▶ Extrait:
___

Livv
Décisions

CA Rennes, 2e ch. com., 19 décembre 2006, n° 05-06391

RENNES

Arrêt

Infirmation

PARTIES

Demandeur :

Saint-Nazaire Immobilier (SARL)

Défendeur :

Pichard

COMPOSITION DE LA JURIDICTION

Président :

M. Le Guillanton

Conseillers :

Mmes Cocchiello, Jeannesson

Avoués :

SCP Bazille Genicon, SCP Gauvain & Demidoff

Avocats :

Mes Caron, Catoni

TGI Saint-Nazaire, du 5 sept. 2005

5 septembre 2005

I - Exposé du litige:

Madame Pichard a été engagée le 3 juillet 2000 auprès de la SARL Saint-Nazaire Immobilier en qualité d'agent commercial.

Le 19 août 2002, elle a été avisée par lettre recommandée que son contrat se trouvait résilié avec effet rétroactif au 5 août 2002.

Par acte du 11 avril 2003, Madame Pichard a fait assigner la SARL Saint-Nazaire Immobilier devant le Tribunal de grande instance de Saint-Nazaire aux fins notamment d'obtenir diverses sommes au titre de diverses indemnités et commissions.

Par jugement en date du 5 septembre 2005, le Tribunal de grande instance de Saint-Nazaire a:

- constaté que le contrat d'agence en date du 3 juillet 2000 a été résilié par la SARL Saint-Nazaire Immobilier à compter du 5 août 2002,

- dit que Madame SARL Saint-Nazaire Immobilier n'a commis aucune faute grave,

- débouté la SARL Saint-Nazaire Immobilier de sa demande de dommages et intérêts,

- condamné la SARL Saint-Nazaire Immobilier à payer à Madame Pichard la somme de 6 649,80 euro à titre d'indemnité de préavis, avec intérêts au taux légal à compter du 11 avril 2003 et capitalisation des intérêts en application de l'article 1154 du Code civil,

- condamné la SARL Saint-Nazaire Immobilier à payer à Madame Pichard la somme de 48 245 euro à titre d'indemnité compensatrice de rupture, avec intérêts au taux légal à compter du 11 avril 2003 et capitalisation des intérêts en application de l'article 1154 du Code civil,

- condamné la SARL Saint-Nazaire Immobilier à payer à Madame Pichard la somme de 12 543,89 euro à titre d'indemnité complémentaire pour incidence fiscale, avec intérêts au taux légal à compter du 11 avril 2003 et capitalisation des intérêts en application de l'article 1154 du Code civil,

- débouté Madame Pichard de sa demande en paiement de commissions,

- condamné la SARL Saint-Nazaire Immobilier à payer à Madame Pichard des frais irrépétibles et ordonné l'exécution provisoire du jugement.

La SARL Saint-Nazaire Immobilier a régulièrement interjeté appel de cette décision le 29 septembre 2005.

___

▶ Données fournies:
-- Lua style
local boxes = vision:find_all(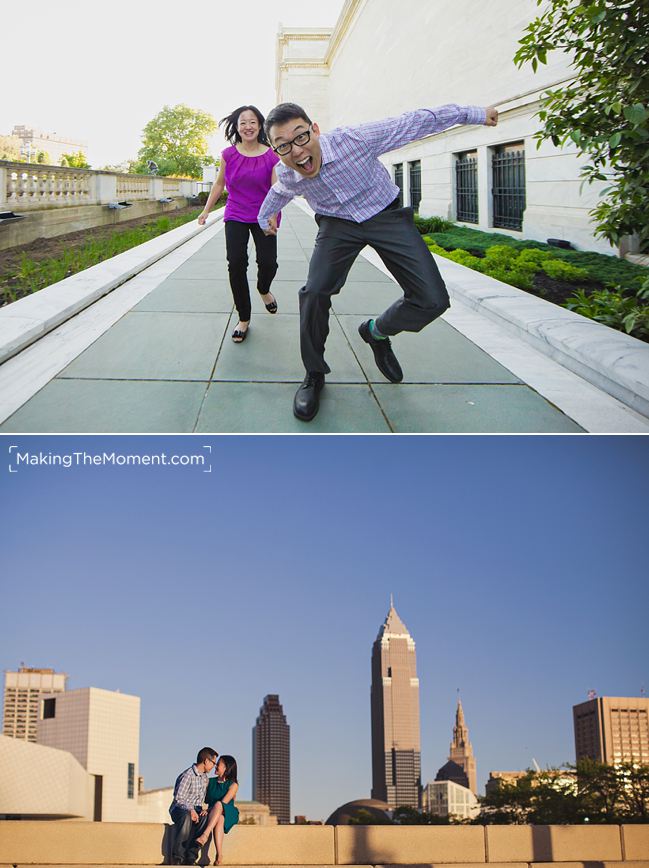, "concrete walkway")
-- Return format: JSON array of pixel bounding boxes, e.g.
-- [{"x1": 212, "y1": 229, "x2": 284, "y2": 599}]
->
[{"x1": 0, "y1": 204, "x2": 646, "y2": 433}]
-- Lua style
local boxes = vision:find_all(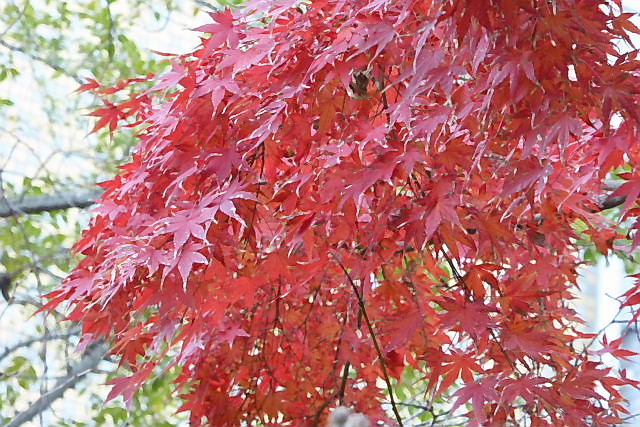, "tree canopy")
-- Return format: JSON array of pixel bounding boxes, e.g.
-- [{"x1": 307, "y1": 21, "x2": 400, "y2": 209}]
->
[{"x1": 49, "y1": 0, "x2": 640, "y2": 426}]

___

▶ Liste des consignes:
(a) Indiquez si chacun des énoncés suivants est conforme à l'extrait de l'arrêt de la cour d'appel de Rennes : (i) Madame Pichard avait été engagée par la SARL Saint-Nazaire Immobilier comme agent commercial ; (ii) le tribunal a accueilli la demande de Madame Pichard en paiement de commissions ; (iii) la SARL Saint-Nazaire Immobilier a fait appel du jugement le 29 septembre 2005. Répondez par oui ou par non et citez les mots de l'extrait qui tranchent.
(b) Poursuivez l'extrait de l'arrêt de la cour d'appel de Rennes sur le litige entre Madame Pichard et la SARL Saint-Nazaire Immobilier, en reprenant après sa dernière phrase.

▶ Réponses par consigne:
(a)
(i) Oui : « Madame Pichard a été engagée le 3 juillet 2000 auprès de la SARL Saint-Nazaire Immobilier en qualité d'agent commercial. »
(ii) Non : « débouté Madame Pichard de sa demande en paiement de commissions »
(iii) Oui : « La SARL Saint-Nazaire Immobilier a régulièrement interjeté appel de cette décision le 29 septembre 2005. »

(b)
Pour un plus ample exposé des faits, de la procédure ainsi que des prétentions et moyens des parties, la cour se réfère aux énonciations de la décision attaquée et aux dernières conclusions déposées le 27 mars 2006 pour la SARL Saint-Nazaire Immobilier et le 24 octobre 2006 pour Madame Pichard.

II - Motifs:

La SARL Saint-Nazaire Immobilier conclut à la réformation du jugement et sollicite de:

- débouter Madame Pichard de ses demandes,

- dire et juger la procédure de Madame Pichard totalement abusive et de la condamner à lui payer la somme de 7 623 euro à titre de dommages et intérêts,

- condamner Madame Pichard à lui payer la somme de 18 896,11 euro au titre des commissions indûment perçues,

- condamner Madame Pichard à lui payer des frais irrépétibles et à payer les dépens,

- subsidiairement,

- réduire dans de très importantes proportions l'indemnité sollicitée par Madame Pichard,

- dire et juger que l'octroi d'une indemnité ne lui donne pas droit à une indemnité de préavis,

- débouter Madame Pichard de sa demande d'indemnité spéciale pour compenser l'incidence fiscale.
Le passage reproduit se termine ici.